» What you are asked to do:
Reproduce every entry in the listing without alteration.
***** Data rows
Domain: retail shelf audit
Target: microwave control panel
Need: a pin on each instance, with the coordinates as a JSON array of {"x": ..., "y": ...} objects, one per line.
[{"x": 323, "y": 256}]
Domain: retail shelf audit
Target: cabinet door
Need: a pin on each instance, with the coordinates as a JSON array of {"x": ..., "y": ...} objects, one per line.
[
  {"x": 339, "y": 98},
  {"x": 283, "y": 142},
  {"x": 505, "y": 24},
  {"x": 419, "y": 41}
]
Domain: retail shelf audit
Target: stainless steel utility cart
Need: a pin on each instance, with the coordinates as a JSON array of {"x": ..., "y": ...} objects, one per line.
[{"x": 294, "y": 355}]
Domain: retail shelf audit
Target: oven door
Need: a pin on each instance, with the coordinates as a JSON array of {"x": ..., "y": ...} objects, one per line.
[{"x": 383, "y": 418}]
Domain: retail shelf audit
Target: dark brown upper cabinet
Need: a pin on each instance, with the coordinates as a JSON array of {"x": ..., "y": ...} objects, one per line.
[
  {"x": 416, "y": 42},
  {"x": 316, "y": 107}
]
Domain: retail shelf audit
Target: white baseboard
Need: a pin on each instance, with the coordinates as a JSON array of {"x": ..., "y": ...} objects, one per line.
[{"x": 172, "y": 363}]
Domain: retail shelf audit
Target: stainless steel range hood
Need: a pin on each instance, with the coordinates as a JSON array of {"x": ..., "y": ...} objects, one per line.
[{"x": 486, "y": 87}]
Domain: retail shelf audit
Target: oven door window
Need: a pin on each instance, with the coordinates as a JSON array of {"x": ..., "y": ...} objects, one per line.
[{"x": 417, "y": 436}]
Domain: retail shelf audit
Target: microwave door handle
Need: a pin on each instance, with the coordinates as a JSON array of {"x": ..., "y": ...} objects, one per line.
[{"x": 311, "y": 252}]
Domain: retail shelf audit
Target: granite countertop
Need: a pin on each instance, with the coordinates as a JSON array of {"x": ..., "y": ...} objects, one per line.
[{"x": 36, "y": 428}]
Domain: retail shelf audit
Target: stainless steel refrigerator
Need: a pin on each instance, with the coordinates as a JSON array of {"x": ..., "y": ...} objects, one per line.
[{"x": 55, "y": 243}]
**********
» Solution below:
Domain: retail shelf audit
Target: microwave control panel
Need: a pin on each instance, with the coordinates as a JSON array of {"x": ..., "y": ...} objects, one per line.
[{"x": 323, "y": 256}]
Domain: retail shelf audit
Target: cabinet door
Need: a pin on each instance, with the coordinates as a JSON array of {"x": ..., "y": ...} objects, one per line.
[
  {"x": 339, "y": 98},
  {"x": 283, "y": 142},
  {"x": 505, "y": 24},
  {"x": 419, "y": 41}
]
Domain: retail shelf audit
Target: stainless steel utility cart
Need: a pin on each instance, with the coordinates as a JSON array of {"x": ..., "y": ...} objects, one per line.
[{"x": 294, "y": 355}]
Domain: retail shelf audit
Target: oven door
Need: a pin on each instance, with the coordinates as a JSON array of {"x": ..., "y": ...} objects, one per line.
[{"x": 383, "y": 418}]
Domain: retail shelf audit
Target: dark brown upper cabinet
Need: a pin on each instance, with the coordinates as a JSON array of {"x": ..., "y": ...} objects, one per line.
[
  {"x": 416, "y": 42},
  {"x": 316, "y": 107}
]
Domain: retail shelf audit
Target: white baseboard
Need: a pin on each instance, with the coordinates as a JSON array of {"x": ..., "y": ...} objects, one per line.
[{"x": 172, "y": 363}]
Domain: retail shelf audit
Target: stainless steel range hood
Need: a pin on each instance, with the coordinates as a JSON array of {"x": ..., "y": ...} objects, one per line.
[{"x": 486, "y": 87}]
Domain: retail shelf audit
Target: oven door window
Need: a pin on each instance, with the coordinates as a JSON array of {"x": ..., "y": ...} objects, one per line.
[{"x": 417, "y": 436}]
Domain: retail shelf audit
Target: microwave door handle
Need: a pin on each instance, with the coordinates as a JSON array of {"x": ..., "y": ...} objects, one per line.
[{"x": 311, "y": 252}]
Domain: retail shelf audit
Target: granite countertop
Need: a pin on each instance, with the coordinates as a JSON array of {"x": ..., "y": ...} objects, one per line.
[{"x": 36, "y": 428}]
Domain: retail shelf audit
Target: stainless steel refrigerator
Need: a pin on each instance, with the coordinates as a JSON array of {"x": ..., "y": ...} objects, one per line.
[{"x": 55, "y": 243}]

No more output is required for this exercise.